[Extrait de page]:
:::::
Ce dernier, outre les hypothèses qui visent une violation établie des valeurs de l’Union ou une dérogation en vertu de l’article 15 de la Convention EDH, régit l’éventuel octroi d’une protection à un citoyen de l’Union dans son article unique point d) : « si un État membre devait en décider ainsi unilatéralement en ce qui concerne la demande d’un ressortissant d’un autre État membre; dans ce cas, le Conseil est immédiatement informé; la demande est traitée sur la base de la présomption qu’elle est manifestement non fondée sans que, quel que soit le cas, le pouvoir de décision de l’État membre ne soit affecté d’aucune manière ».

Le plus grand flou règne ensuite en la matière quant à la pratique dégagée par les Etats à ce propos. On sait, par exemple qu’en France le Conseil d’Etat a dégagé une interprétation littérale du protocole Aznar à propos de citoyens roumains tout en n’écartant pas l’hypothèse d’un examen (CE, 30 décembre 2009, OFPRA c/ Cosmin, req. 305226, note Aubin, AJDA 2010). De même, l’administration française s’est-elle empressée de souligner par voie de circulaire, à l’occasion de l’adhésion de la Croatie en 2013, que le retrait de ce nouvel Etat membre de la liste des pays tiers d’origine sûrs n’entraînait aucun changement sur le plan de l’admission provisoire au titre de l’asile et du jeu de la procédure d’examen prioritaire, dans la logique du protocole Aznar.
:::::
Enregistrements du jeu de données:
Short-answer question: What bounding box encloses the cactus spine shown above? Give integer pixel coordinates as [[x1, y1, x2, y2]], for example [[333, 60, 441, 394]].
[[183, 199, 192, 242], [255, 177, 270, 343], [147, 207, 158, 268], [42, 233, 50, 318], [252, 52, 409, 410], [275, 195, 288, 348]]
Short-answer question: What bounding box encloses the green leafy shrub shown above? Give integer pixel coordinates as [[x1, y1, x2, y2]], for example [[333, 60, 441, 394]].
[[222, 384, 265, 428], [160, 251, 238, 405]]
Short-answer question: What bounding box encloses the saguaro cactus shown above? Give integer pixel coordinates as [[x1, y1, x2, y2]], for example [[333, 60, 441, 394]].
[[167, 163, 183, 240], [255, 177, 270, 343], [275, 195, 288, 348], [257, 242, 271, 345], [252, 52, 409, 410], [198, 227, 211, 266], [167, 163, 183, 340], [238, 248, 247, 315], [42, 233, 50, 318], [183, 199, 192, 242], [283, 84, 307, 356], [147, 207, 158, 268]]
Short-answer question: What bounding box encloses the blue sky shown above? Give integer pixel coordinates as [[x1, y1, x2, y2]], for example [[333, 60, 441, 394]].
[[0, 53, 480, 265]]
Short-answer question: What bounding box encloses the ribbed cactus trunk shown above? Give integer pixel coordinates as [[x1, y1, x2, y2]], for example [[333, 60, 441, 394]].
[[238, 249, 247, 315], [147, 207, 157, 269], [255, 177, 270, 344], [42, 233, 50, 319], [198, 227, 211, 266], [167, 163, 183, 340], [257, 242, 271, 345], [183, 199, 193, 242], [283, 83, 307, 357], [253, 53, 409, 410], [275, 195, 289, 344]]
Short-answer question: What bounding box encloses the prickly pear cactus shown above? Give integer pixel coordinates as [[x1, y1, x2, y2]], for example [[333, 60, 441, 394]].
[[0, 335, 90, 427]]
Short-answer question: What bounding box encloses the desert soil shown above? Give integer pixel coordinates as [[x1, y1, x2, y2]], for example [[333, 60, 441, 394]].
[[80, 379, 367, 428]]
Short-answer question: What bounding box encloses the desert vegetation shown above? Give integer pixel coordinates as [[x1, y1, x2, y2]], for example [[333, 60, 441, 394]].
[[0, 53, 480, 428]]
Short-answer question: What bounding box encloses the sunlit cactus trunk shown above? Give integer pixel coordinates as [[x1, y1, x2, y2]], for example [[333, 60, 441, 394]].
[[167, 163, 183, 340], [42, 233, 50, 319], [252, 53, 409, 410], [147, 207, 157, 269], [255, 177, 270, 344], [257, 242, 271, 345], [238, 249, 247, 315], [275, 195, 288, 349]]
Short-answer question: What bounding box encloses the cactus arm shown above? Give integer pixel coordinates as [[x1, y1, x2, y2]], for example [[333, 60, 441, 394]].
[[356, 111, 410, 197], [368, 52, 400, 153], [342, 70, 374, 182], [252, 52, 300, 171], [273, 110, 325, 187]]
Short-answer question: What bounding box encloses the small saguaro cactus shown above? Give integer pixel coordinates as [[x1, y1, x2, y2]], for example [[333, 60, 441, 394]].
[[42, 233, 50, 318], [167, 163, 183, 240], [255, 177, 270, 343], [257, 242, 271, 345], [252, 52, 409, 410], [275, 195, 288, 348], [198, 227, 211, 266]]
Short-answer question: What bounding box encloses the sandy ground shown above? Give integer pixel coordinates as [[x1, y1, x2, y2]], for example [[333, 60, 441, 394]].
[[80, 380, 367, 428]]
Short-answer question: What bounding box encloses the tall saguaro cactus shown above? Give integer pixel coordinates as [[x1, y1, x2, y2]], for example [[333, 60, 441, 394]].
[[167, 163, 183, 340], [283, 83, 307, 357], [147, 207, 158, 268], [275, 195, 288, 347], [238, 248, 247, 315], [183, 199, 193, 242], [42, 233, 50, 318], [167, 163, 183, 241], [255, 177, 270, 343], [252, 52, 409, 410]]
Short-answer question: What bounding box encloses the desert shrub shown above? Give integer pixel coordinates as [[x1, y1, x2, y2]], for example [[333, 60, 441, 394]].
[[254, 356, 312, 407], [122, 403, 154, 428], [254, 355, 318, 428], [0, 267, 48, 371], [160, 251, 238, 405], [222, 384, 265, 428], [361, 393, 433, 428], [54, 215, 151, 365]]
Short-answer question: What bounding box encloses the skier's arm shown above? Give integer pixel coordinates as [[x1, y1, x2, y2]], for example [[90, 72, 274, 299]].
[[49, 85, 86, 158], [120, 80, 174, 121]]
:::::
[Exercices proposés]:
a: Recopiez fidèlement le passage de l'extrait sur le protocole Aznar qui va de « Le plus grand » à « du protocole Aznar. ».
b: Rédigez la suite de l'extrait sur le protocole Aznar, en reprenant après sa dernière phrase.

[Résultats]:
a:
Le plus grand flou règne ensuite en la matière quant à la pratique dégagée par les Etats à ce propos. On sait, par exemple qu’en France le Conseil d’Etat a dégagé une interprétation littérale du protocole Aznar à propos de citoyens roumains tout en n’écartant pas l’hypothèse d’un examen (CE, 30 décembre 2009, OFPRA c/ Cosmin, req. 305226, note Aubin, AJDA 2010). De même, l’administration française s’est-elle empressée de souligner par voie de circulaire, à l’occasion de l’adhésion de la Croatie en 2013, que le retrait de ce nouvel Etat membre de la liste des pays tiers d’origine sûrs n’entraînait aucun changement sur le plan de l’admission provisoire au titre de l’asile et du jeu de la procédure d’examen prioritaire, dans la logique du protocole Aznar.

b:
Les choses sont beaucoup plus incertaines concernant l’Union elle-même et les doutes que l’on peut légitimement éprouver quant à la situation des droits fondamentaux dans l’Union en général comme en particulier invitent à la réserve.

En 2015, la Commission canadienne de l’immigration et du statut de réfugié fait ainsi état de la grande diversité des pratiques nationales au sein de l’Union à l’égard de ce protocole, principalement en raison des divergences portant sur la présence des Etats membres de l’Union sur les listes nationales de pays d’origine « sûrs ». Seuls la Belgique et les Pays Bas auraient, à ce jour, rendu des décisions positives de protection.

Pour ce qui est plus précisément de la Belgique, susceptible d’accueillir M. Puigdemont, si elle semble ne pas avoir renouvelé à Lisbonne sa déclaration d’Amsterdam, elle conserve néanmoins la possibilité de procéder à une évaluation des situations individuelles. Quasiment exclusivement saisie par des nouveaux Etats membres, le plus souvent à propos de la question des Roms, elle fait un usage très parcimonieux de cette possibilité puisque près d’un millier de demandes auraient été déposées depuis 2011 pour moins de quinze reconnaissances au total.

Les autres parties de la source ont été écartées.